• **EXCERPT PROVIDED**
╔══

Jordan’s contention lacks merit because his counsel expressed

satisfaction with the district court’s limiting instruction; there

was no motion for a mistrial; and the court did not commit plain

error. See United States v. Norris, 780 F.2d 1207, 1212 (5th Cir.

1986).

The district court did not abuse its discretion by sustaining

the Government’s objection to a question by Anthony’s counsel on

cross-examination of a postal inspector, who testified to the chain

of custody of forged checks and other items sent to a laboratory

for fingerprint analysis. The question, whether Anthony had

voluntarily provided a handwriting specimen, clearly exceeded the

scope of direct examination; and Anthony has not shown that the

district court’s ruling resulted in any prejudice to his defense.

╚══

• **EXERCISE**
Write the next part of the court opinion, starting right after its last sentence. The listing after this is separate material with no connection to the court opinion.

(Items from a data source)
╔══

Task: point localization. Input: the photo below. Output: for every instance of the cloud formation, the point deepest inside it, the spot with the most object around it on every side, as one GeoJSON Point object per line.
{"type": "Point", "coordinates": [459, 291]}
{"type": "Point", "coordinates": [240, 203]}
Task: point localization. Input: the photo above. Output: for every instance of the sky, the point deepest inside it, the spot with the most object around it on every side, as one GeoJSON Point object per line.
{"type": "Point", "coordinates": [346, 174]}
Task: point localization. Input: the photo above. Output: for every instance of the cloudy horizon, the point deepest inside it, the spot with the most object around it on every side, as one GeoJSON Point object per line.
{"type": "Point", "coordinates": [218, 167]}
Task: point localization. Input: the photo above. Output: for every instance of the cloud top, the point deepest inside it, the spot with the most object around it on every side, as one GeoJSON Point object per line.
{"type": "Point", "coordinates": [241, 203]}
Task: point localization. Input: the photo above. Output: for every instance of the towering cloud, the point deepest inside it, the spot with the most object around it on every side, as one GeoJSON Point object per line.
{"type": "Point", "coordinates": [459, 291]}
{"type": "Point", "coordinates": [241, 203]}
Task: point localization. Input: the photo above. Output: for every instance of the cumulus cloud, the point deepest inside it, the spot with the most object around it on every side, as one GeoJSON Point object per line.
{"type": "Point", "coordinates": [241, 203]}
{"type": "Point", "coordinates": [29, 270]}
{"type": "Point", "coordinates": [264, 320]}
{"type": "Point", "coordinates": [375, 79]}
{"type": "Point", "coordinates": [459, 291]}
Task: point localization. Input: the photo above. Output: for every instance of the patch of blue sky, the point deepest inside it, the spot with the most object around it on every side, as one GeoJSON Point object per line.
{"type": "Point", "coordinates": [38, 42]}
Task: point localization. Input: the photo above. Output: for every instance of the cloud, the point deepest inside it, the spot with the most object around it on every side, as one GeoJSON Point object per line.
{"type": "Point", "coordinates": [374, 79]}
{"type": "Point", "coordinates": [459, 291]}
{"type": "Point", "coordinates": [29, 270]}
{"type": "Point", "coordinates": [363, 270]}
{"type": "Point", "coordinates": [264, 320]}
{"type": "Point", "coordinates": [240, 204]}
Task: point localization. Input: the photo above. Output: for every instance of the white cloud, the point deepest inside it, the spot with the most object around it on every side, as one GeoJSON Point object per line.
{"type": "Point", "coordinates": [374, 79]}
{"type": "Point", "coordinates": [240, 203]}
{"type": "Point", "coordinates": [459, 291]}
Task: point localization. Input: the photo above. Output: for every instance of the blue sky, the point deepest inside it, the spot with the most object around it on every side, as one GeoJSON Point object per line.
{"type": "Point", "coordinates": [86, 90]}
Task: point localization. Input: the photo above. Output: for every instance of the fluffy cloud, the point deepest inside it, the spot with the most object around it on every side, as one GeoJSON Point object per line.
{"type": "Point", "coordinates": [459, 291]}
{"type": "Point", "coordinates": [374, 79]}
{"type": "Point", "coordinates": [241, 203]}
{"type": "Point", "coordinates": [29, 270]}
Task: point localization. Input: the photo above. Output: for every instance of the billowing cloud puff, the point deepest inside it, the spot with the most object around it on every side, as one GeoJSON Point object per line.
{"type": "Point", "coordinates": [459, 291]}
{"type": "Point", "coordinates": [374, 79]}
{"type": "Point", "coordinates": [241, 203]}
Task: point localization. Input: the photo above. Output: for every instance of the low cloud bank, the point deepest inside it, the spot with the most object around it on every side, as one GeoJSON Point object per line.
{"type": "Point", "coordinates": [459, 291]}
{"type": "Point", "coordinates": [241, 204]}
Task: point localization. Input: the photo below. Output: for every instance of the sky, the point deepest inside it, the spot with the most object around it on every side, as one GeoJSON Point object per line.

╚══

• **TASK OUTPUT**
See FED. R. EVID. 611(b); United States v. Route, 104 F.3d 59, 64

(5th Cir. 1997). No. 01-10038 -3-

Contrary to Jordan’s next contention, there was ample evidence

which proved that the offenses were committed in the Northern

District of Texas, as alleged in the indictment. See United States

v. Carreon-Palacio, 267 F.3d 381, 391-93 (5th Cir. 2001).

Anthony contends that he was denied a fair trial as a result

of the district court’s erroneous evidentiary rulings, considered

both individually and cumulatively. This lacks merit because

Anthony has not shown that any such errors were made by the

district court. See United States v. Lindell, 881 F.2d 1313, 1327

(5th Cir. 1989).

Anthony asserts that the district court reversibly erred by

ordering him to pay restitution to two financial institutions which

lost money as a result of cashing forged checks. It was proper,

however, for the court to base its order of restitution on either

Anthony’s conviction of conspiracy to possess checks stolen from

the mail or his conviction of bank fraud. See 18 U.S.C. § 3663A;

United States v. Hughey, 147 F.3d 423, 437 (5th Cir. 1998).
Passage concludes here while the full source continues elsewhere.